Lista de tarefas:
1. Extraia, sem qualquer alteração, o trecho do texto sobre o recurso da liquidação do imposto do selo que abre com as palavras que contêm "1.3. A Recorrida" e fecha com "de € 3 185, 00.".
2. Indique se cada uma das afirmações seguintes está de acordo com o texto sobre o recurso da liquidação do imposto do selo. Responda sim ou não e cite as palavras do texto que o decidem.
(a) A Recorrida M. apresentou contra-alegações.
(b) A liquidação de imposto de selo em causa tem o valor de € 3 185, 00.
(c) A sentença recorrida foi proferida no TAF de Aveiro.
3. Prossiga o texto sobre o recurso da liquidação do imposto do selo a partir do ponto em que termina.

Texto fornecido:
☆ ☆ ☆
PP. Porquanto, ao decidir, como decidiu, o Meritíssimo Juiz a quo cometeu erro de julgamento na medida em que fez uma incorrecta valoração e apreciação da prova, e do mesmo modo fez uma errada interpretação e aplicação do Direito, violando o disposto na alínea a) do n.º 3 do artigo 1.º, na alínea b) do n.º 2 do artigo 2.º, na alínea r) do n.º 1 do artigo 5.º, do n.º 1 do artigo 13.º do CIS, pretendendo-se a revogação e substituição por decisão que considere tal impugnação totalmente improcedente, mantendo na ordem jurídica a liquidação impugnada, com as demais consequências legais, designadamente a condenação da ora Recorrida no pagamento da totalidade das custas processuais.
Nestes termos e nos melhores de direito, deve o presente recurso ser considerado procedente, revogando-se a decisão ora posta em crise, considerando-se a impugnação improcedente, assim se fazendo JUSTIÇA!
Pede a V. Ex.ª deferimento»

1.3. A Recorrida M. não apresentou contra-alegações.

1.4. O Ministério Público junto deste Tribunal emitiu o parecer com o seguinte teor:
«Recorre a FP da sentença proferida pela Mma Juiz do TAF de Aveiro na parte em que considerou procedente a impugnação intentada por M. na sequência do indeferimento da reclamação graciosa em que visou a liquidação de imposto de selo nº 2357101, de 28.9.2018, no valor de € 3 185, 00.
Em causa, assim, o segmento da sentença que determinou “ ... a anulação parcial do ato tributário de liquidação aqui impugnado na parte em que considerou o valor tributável de €31.850,00, devendo considerar o valor de €8.608,00 (metade de €17.216,00)... e o consequente direito a juros indemnizatórios.
☆ ☆ ☆
Entradas de dados:
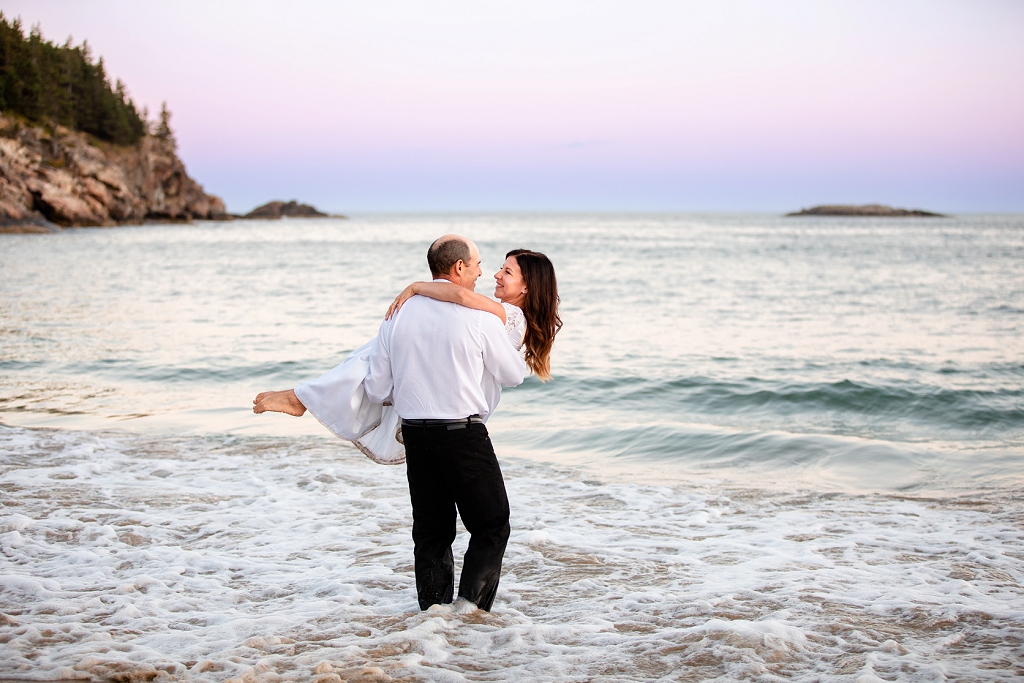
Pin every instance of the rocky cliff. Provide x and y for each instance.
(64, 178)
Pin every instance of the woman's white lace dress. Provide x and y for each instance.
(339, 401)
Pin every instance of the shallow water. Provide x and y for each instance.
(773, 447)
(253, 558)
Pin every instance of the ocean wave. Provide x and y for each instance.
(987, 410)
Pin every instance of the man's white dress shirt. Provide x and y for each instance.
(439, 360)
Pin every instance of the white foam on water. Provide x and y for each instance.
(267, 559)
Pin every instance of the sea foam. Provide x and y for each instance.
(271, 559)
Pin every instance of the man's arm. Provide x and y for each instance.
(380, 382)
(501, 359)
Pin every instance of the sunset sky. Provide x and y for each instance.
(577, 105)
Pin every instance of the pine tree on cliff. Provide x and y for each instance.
☆ ☆ ☆
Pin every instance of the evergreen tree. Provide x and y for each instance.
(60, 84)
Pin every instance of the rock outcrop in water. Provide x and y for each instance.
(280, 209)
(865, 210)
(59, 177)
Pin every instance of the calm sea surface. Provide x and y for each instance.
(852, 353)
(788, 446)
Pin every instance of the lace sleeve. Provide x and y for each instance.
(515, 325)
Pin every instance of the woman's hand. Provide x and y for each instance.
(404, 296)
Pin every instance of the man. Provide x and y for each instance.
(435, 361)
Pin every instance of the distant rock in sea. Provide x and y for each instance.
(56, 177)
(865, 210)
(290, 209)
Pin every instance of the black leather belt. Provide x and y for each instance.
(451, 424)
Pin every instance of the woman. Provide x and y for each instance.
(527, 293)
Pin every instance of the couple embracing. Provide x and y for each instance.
☆ ☆ ☆
Respostas por tarefa:
1.
1.3. A Recorrida M. não apresentou contra-alegações.

1.4. O Ministério Público junto deste Tribunal emitiu o parecer com o seguinte teor:
«Recorre a FP da sentença proferida pela Mma Juiz do TAF de Aveiro na parte em que considerou procedente a impugnação intentada por M. na sequência do indeferimento da reclamação graciosa em que visou a liquidação de imposto de selo nº 2357101, de 28.9.2018, no valor de € 3 185, 00.

2.
(a) Não: «A Recorrida M. não apresentou contra-alegações.»
(b) Sim: «liquidação de imposto de selo nº 2357101, de 28.9.2018, no valor de € 3 185, 00»
(c) Sim: «sentença proferida pela Mma Juiz do TAF de Aveiro»

3.
Alega a recorrente que sentença padece de erro de julgamento, na medida em que fez uma incorreta valoração e apreciação da prova e uma errada interpretação e aplicação do Direito, violando o disposto na alínea a) do n.º 3 do artigo 1.º, na alínea b) do n.º 2 do artigo 2.º, na alínea r) do n.º 1 do artigo 5.º, do n.º 1 do artigo 13.º do CIS.
Dirige-se, no tocante aos factos, ao trecho da sentença onde se consigna: “Antes de começar, no entanto, há que fazer uma precisão, na medida em que a liquidação de imposto do selo aqui impugnada não diz respeito ao artigo rústico da freguesia de (...) com o número 206, mas somente ao artigo urbano 694 da mesma freguesia (anterior 417), conforme resulta da participação do IS (ponto 10. do probatório) e da respetiva liquidação (ponto 11.).
E, assim sendo, também os ofícios dirigidos ao marido da Impugnante, a que se refere o ponto 9. dos factos provados, dizendo apenas respeito ao artigo rústico identificado, não têm a suscetibilidade de demonstrar que a AT notificou a Contribuinte para entregar a declaração modelo 1 do IS relativa à aquisição por usucapião do artigo urbano 417 (atual 694).
Verifica-se, porém, que a recorrente contraria esse trecho com o objetivo de demonstrar que a situação não cabe na previsão da norma invocada pela AT, a alínea b) do nº 2 do artº 60º da LGT (dispensa de audição prévia) relativamente ao prédio urbano.
Porém, a Mma Juíza acaba por considerar dispensada a audição prévia com fundamento na alínea a) do nº 2 daquele mesmo normativo pelo que, a meu ver, não assume qualquer relevo, para o fim pretendido, a correção suscitada.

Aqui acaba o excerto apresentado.